• _指示_: 次の項目を、「番号」と「内容」の2列からなるMarkdownの表に書き直しなさい。空行は除き、各行に通し番号を付けること。

• _提示データ_:

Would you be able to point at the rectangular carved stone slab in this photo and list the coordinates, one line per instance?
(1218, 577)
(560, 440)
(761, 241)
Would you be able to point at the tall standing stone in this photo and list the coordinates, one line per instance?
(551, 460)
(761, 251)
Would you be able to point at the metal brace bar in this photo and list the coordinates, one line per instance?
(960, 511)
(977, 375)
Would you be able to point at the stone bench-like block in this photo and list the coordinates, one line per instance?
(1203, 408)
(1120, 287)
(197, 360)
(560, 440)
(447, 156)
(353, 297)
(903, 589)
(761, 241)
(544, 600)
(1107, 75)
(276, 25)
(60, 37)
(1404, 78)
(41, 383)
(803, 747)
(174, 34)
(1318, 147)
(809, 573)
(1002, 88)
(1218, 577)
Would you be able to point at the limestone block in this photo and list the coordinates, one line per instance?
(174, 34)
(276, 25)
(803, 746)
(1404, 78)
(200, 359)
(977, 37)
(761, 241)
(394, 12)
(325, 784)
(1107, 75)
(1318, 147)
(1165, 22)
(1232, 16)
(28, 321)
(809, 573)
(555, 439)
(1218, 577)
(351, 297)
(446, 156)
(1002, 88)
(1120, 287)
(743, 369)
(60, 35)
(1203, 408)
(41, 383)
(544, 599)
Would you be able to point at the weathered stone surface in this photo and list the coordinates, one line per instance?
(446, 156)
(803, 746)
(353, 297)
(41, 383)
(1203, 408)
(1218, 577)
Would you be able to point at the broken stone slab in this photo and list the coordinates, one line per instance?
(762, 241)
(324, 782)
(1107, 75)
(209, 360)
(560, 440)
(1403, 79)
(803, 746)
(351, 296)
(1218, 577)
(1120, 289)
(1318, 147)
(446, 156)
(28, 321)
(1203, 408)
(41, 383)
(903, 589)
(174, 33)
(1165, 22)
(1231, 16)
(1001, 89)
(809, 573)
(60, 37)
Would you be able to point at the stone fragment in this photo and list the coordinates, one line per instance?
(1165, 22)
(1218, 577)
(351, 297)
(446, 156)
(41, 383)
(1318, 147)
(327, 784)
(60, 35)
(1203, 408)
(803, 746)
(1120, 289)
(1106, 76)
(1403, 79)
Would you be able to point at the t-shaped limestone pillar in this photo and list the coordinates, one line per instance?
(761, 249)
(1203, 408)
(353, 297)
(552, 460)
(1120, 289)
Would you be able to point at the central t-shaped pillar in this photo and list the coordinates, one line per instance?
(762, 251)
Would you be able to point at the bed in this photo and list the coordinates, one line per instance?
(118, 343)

• _演習解答_:
| 番号 | 内容 |
|---|---|
| 1 | Would you be able to point at the rectangular carved stone slab in this photo and list the coordinates, one line per instance? |
| 2 | (1218, 577) |
| 3 | (560, 440) |
| 4 | (761, 241) |
| 5 | Would you be able to point at the tall standing stone in this photo and list the coordinates, one line per instance? |
| 6 | (551, 460) |
| 7 | (761, 251) |
| 8 | Would you be able to point at the metal brace bar in this photo and list the coordinates, one line per instance? |
| 9 | (960, 511) |
| 10 | (977, 375) |
| 11 | Would you be able to point at the stone bench-like block in this photo and list the coordinates, one line per instance? |
| 12 | (1203, 408) |
| 13 | (1120, 287) |
| 14 | (197, 360) |
| 15 | (560, 440) |
| 16 | (447, 156) |
| 17 | (353, 297) |
| 18 | (903, 589) |
| 19 | (761, 241) |
| 20 | (544, 600) |
| 21 | (1107, 75) |
| 22 | (276, 25) |
| 23 | (60, 37) |
| 24 | (1404, 78) |
| 25 | (41, 383) |
| 26 | (803, 747) |
| 27 | (174, 34) |
| 28 | (1318, 147) |
| 29 | (809, 573) |
| 30 | (1002, 88) |
| 31 | (1218, 577) |
| 32 | Would you be able to point at the limestone block in this photo and list the coordinates, one line per instance? |
| 33 | (174, 34) |
| 34 | (276, 25) |
| 35 | (803, 746) |
| 36 | (1404, 78) |
| 37 | (200, 359) |
| 38 | (977, 37) |
| 39 | (761, 241) |
| 40 | (394, 12) |
| 41 | (325, 784) |
| 42 | (1107, 75) |
| 43 | (1318, 147) |
| 44 | (1165, 22) |
| 45 | (1232, 16) |
| 46 | (28, 321) |
| 47 | (809, 573) |
| 48 | (555, 439) |
| 49 | (1218, 577) |
| 50 | (351, 297) |
| 51 | (446, 156) |
| 52 | (1002, 88) |
| 53 | (1120, 287) |
| 54 | (743, 369) |
| 55 | (60, 35) |
| 56 | (1203, 408) |
| 57 | (41, 383) |
| 58 | (544, 599) |
| 59 | Would you be able to point at the weathered stone surface in this photo and list the coordinates, one line per instance? |
| 60 | (446, 156) |
| 61 | (803, 746) |
| 62 | (353, 297) |
| 63 | (41, 383) |
| 64 | (1203, 408) |
| 65 | (1218, 577) |
| 66 | Would you be able to point at the broken stone slab in this photo and list the coordinates, one line per instance? |
| 67 | (762, 241) |
| 68 | (324, 782) |
| 69 | (1107, 75) |
| 70 | (209, 360) |
| 71 | (560, 440) |
| 72 | (1403, 79) |
| 73 | (803, 746) |
| 74 | (351, 296) |
| 75 | (1218, 577) |
| 76 | (1120, 289) |
| 77 | (1318, 147) |
| 78 | (446, 156) |
| 79 | (28, 321) |
| 80 | (1203, 408) |
| 81 | (41, 383) |
| 82 | (903, 589) |
| 83 | (174, 33) |
| 84 | (1165, 22) |
| 85 | (1231, 16) |
| 86 | (1001, 89) |
| 87 | (809, 573) |
| 88 | (60, 37) |
| 89 | Would you be able to point at the stone fragment in this photo and list the coordinates, one line per instance? |
| 90 | (1165, 22) |
| 91 | (1218, 577) |
| 92 | (351, 297) |
| 93 | (446, 156) |
| 94 | (41, 383) |
| 95 | (1318, 147) |
| 96 | (327, 784) |
| 97 | (60, 35) |
| 98 | (1203, 408) |
| 99 | (803, 746) |
| 100 | (1120, 289) |
| 101 | (1106, 76) |
| 102 | (1403, 79) |
| 103 | Would you be able to point at the t-shaped limestone pillar in this photo and list the coordinates, one line per instance? |
| 104 | (761, 249) |
| 105 | (1203, 408) |
| 106 | (353, 297) |
| 107 | (552, 460) |
| 108 | (1120, 289) |
| 109 | Would you be able to point at the central t-shaped pillar in this photo and list the coordinates, one line per instance? |
| 110 | (762, 251) |
| 111 | Would you be able to point at the bed in this photo and list the coordinates, one line per instance? |
| 112 | (118, 343) |